DIRECTIVES:
1. Print the passage from the blog post on reification starting with "Thursday, January 8, 2009" and going on through "author doesn't like.", word for word.
2. List each piece of bibliographic information given in the blog post on reification's citation of the article it quotes.
3. Answer these questions from the blog post on reification:
(a) Which Latin word and which suffix does the post give as the source of "reify"?
(b) Whose definition of commodity fetishism does the post mention?
(c) On what page of the article does the phrase "move beyond the reification of a collective domestic identity" appear?

SELECTED EXCERPT:

Thursday, January 8, 2009

Buzzwords (1): "Reification"

reify [from the Latin res (thing) + -fy]: to treat (an abstraction) as substantially existing, or as a concrete material object.
As the dictionary suggests, to reify is to thing-ify: to treat what is not a thing as a thing. (This is the sense the word carries in Marx's definition of commodity fetishism: reification of persons, anthropomorphizing of things.) In academic writing, however, "reify" and "reification" have become vague, almost catch-all terms of disapproval, used to indicate disagreement with whatever the author doesn't like.

So many examples of this usage are available that to single out one is unfair, but there is one example that's fresh in my mind. Recently I was glancing through an article that draws on Marxian work in international relations "to recast the socio-historical conditions of emergence and diffusion of the modern national form" (F.G. Dufour, "Social-property Regimes and the Uneven and Combined Development of Nationalist Practices," European Journal of International Relations 13:4 [2007], pp.583-604).
This article says there's a need to "move beyond the reification of a collective domestic identity" (p.588). I'm pulling this phrase out of context, because to supply the context would be rather tedious. But it is illustrative, I think, of the basic procedure: take an abstraction, assert that it's being reified, and you have a criticism that's often difficult if not impossible to refute, because it usually boils down to "I don't like the way scholar X is using this concept."

EXTRACTED RECORDS:
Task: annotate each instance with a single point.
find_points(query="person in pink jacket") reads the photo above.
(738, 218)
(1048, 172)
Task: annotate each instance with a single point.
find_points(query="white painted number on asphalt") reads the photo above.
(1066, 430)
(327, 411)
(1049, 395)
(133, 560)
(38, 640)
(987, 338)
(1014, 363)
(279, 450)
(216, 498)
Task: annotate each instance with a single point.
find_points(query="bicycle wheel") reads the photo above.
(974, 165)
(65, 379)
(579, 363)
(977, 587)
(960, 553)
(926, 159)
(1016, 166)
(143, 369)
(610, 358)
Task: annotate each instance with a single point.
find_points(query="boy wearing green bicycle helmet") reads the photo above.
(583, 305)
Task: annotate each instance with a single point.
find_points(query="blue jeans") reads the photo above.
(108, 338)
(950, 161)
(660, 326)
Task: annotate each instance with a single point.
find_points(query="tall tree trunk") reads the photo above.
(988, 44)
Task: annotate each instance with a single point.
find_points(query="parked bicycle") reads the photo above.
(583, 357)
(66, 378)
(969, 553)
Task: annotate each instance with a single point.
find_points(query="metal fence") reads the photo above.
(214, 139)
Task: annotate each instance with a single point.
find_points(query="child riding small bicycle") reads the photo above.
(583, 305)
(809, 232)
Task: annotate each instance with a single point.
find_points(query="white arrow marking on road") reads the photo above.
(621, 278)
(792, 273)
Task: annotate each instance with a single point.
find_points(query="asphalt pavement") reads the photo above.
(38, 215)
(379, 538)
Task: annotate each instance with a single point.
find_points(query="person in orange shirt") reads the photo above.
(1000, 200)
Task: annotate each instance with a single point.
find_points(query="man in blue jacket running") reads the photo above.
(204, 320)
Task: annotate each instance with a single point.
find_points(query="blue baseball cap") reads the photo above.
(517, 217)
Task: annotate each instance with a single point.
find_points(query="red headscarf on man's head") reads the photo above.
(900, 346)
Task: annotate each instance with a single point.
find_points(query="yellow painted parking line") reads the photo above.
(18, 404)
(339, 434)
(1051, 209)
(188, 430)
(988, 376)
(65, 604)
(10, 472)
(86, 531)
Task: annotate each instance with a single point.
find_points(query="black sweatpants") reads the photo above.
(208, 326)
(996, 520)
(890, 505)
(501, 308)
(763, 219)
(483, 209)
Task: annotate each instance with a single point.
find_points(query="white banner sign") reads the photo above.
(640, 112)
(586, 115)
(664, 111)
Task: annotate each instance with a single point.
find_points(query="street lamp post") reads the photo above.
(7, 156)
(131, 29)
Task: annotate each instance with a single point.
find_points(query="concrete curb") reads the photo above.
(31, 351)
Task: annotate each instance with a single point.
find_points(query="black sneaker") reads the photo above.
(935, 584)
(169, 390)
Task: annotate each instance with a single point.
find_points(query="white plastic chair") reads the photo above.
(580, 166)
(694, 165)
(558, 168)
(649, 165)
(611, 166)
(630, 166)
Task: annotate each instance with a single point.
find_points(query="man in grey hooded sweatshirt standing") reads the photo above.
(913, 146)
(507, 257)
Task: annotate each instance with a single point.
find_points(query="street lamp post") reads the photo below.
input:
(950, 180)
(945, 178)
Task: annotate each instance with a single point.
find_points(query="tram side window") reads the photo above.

THE RESULTS:
1.
Thursday, January 8, 2009

Buzzwords (1): "Reification"

reify [from the Latin res (thing) + -fy]: to treat (an abstraction) as substantially existing, or as a concrete material object.
As the dictionary suggests, to reify is to thing-ify: to treat what is not a thing as a thing. (This is the sense the word carries in Marx's definition of commodity fetishism: reification of persons, anthropomorphizing of things.) In academic writing, however, "reify" and "reification" have become vague, almost catch-all terms of disapproval, used to indicate disagreement with whatever the author doesn't like.

2.
- Author: F.G. Dufour
- Title: "Social-property Regimes and the Uneven and Combined Development of Nationalist Practices"
- Journal: European Journal of International Relations
- Volume and issue: 13:4
- Year: 2007
- Pages: 583-604

3.
(a) The Latin word res (thing) and the suffix -fy.
(b) Marx's.
(c) Page 588.